*** Opening ENTRIES SHOWN ***

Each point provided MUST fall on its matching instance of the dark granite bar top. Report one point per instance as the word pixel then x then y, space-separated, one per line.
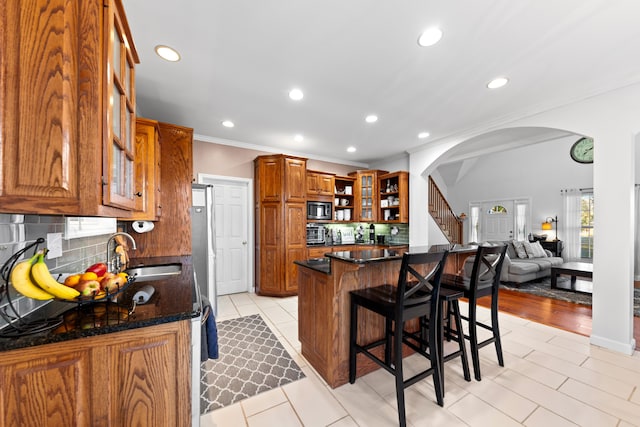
pixel 174 299
pixel 322 265
pixel 337 245
pixel 366 255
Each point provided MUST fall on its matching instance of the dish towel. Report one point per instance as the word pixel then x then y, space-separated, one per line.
pixel 209 333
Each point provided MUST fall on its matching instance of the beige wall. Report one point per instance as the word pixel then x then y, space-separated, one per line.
pixel 225 160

*** Closing ENTRIES SHOWN ***

TASK:
Copy the lines above exactly and exclude every image.

SOLUTION BELOW:
Each point provided MUST fall on its matching instance of the dark granite bar top. Report one point per instance as the word pixel then x then y, space-separated, one per line.
pixel 174 299
pixel 322 265
pixel 337 245
pixel 366 255
Each point provided MUST fall on its matching instance of the dish towel. Report one point per instance as the word pixel then x then y, space-separated, one per line.
pixel 209 333
Each point provided MUST fall on its matching instance of the beige wall. Report one point per instance as the word pixel then x then y, space-separated, one per line.
pixel 225 160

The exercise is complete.